*DEINE AUFGABE:*
Bis wann wird die Luegbrücke laut dem Text über die Infrastrukturprojekte nur einspurig befahrbar sein? Antworte bitte in einem Satz.

*BEREITGESTELLTER TEXT:*
Infrastrukturprojekte gefährden Verlagerung

Für die zweite Jahreshälfte 2024 prognostiziert das BAV einen weiteren deutlichen Rückgang der Schienentransporte aufgrund von Bauarbeiten auf den Zufahrtsstrecken in Italien und Deutschland. Die Alpen-Initiative teilt diese besorgniserregende Einschätzung. Jon Pult, Präsident der Alpen-Initiative und Nationalrat, warnt in seinem neuen Vorstoss vor einer Verschärfung der Situation durch Grossbaustellen in den Nachbarländern. Die Generalsanierung des deutschen Schienennetzes, die bis mindestens 2031 andauern wird, führt zu monatelangen Sperrungen von kritischen Strecken auf dem Nord-Süd-Güterkorridor. Wenn die deutsche Infrastrukturbetreiberin (InfraGO) die Trassenpreise im Güterverkehr bis 2026 wie angekündigt um 14,8 Prozent erhöhen muss, würde dies die Verlagerung nördlich der Alpen stark belasten. Parallel dazu wird die Luegbrücke auf der österreichischen Brennerautobahn ab 2025 neu gebaut und bis 2030 nur einspurig befahrbar sein. Es droht, dass Strassentransporte auf die Schweizer Alpenübergänge umgeleitet werden. Jon Pult fordert: «Wie das BAV selbst auch angedeutet hat, braucht es nun dringend Massnahmen zur Stärkung der Schiene, um eine weitere Zunahme der Lastwagenfahrten durch die Schweizer Alpen zu verhindern.»

*VORLIEGENDES MATERIAL:*
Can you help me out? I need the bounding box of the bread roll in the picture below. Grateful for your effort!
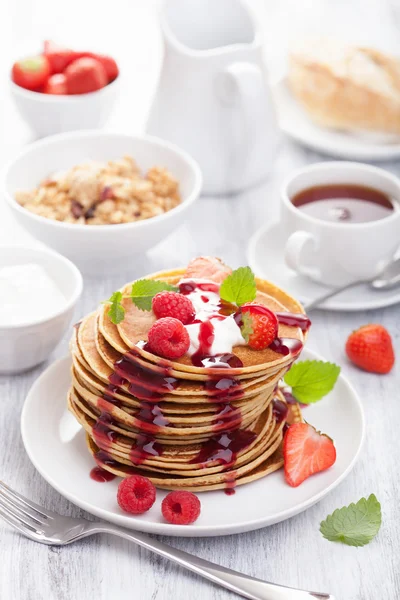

*RICHTIGES ERGEBNIS:*
Die Luegbrücke wird bis 2030 nur einspurig befahrbar sein.